* start Selected passage *
You could, by all means try doing some conformation. Keep in mind your dog would need to be intact and have his papers as a start. Also, if he was not bred with conformation ring hopes in mind, chances are he may not ever do anything - a lot of work and effort on your part. Conformation is a bit of guesswork at the best of times and even with a well bred dog it's not always an easy thing to do well with.

There is however agility, flyball, obedience, field, tracking, rally, you name it that you can try with him and have fun, or compete in. If you really want to get into conformation I would suggest starting with these sorts of things with your dog, then look at getting a conformation dog down the road when you're ready. Being active in the dog world will go long way to show breeders you are committed to getting a conformation title on a dog (I know breeders here usually get several people wanting a show pup, but then never do anything with the dog - they just thought that otherwise they wouldn't get as nice of a puppy). 

I don't know if there are any good websites that explain conformation in goldens, but maybe someone here does and can post it for you - it would help. 

Lana


----------



## Shalva (Jul 16, 2008)

Pointgold said:


> And I will disagree with you in that I feel that the GRCA _does _accept the variations in color. But, as the standard states: _Predominant body color which is either extremely pale or extremely dark is undesirable. _
> The fact of the matter is that the judges education committee is actually comprised of certain breeders who in fact are promoting a more "European" type, of a lighter color.
> 
> I appreciate a good dog. Period. However, what I see in our country (which happens to be the USA ) being promoted as "English" or "European", is for the most part an exagerration of what is actually seen in those countries. I love the dog that won at Crufts, and believe he would do well here, also. But, that is not the style of dog that we are seeing here as being "English". Some of our UK forum members have expressed surprise and concern at the marketing of "British/English fill in the blank" dogs as looking very little like what they actually see in their country.
* end Selected passage *
* start Material *
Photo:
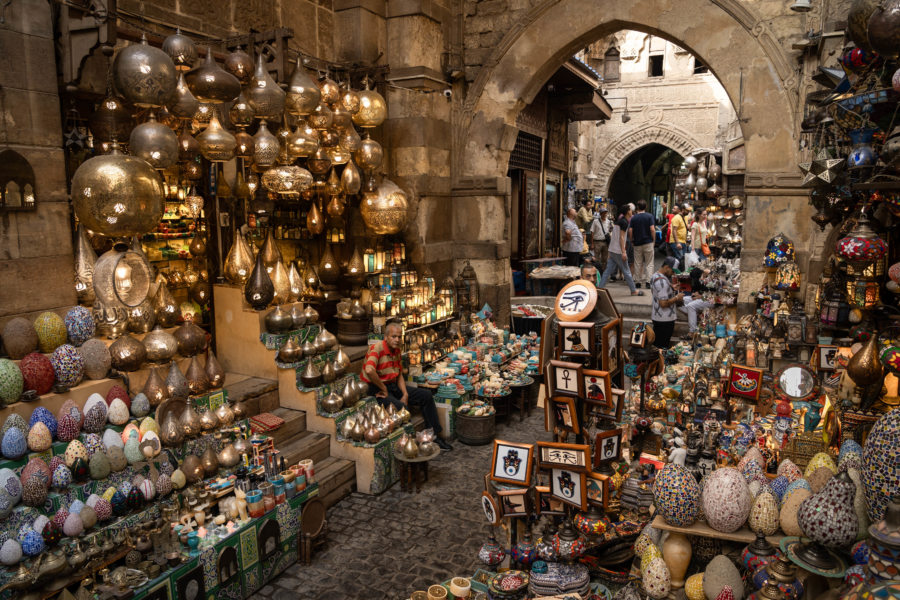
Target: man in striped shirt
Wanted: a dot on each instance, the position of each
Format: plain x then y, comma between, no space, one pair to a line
* end Material *
_Exercise aim:_ Name every dog activity, other than conformation, that the forum excerpt suggests trying or competing in. The material has nothing to do with the forum excerpt.

_Result:_ Agility, flyball, obedience, field, tracking, rally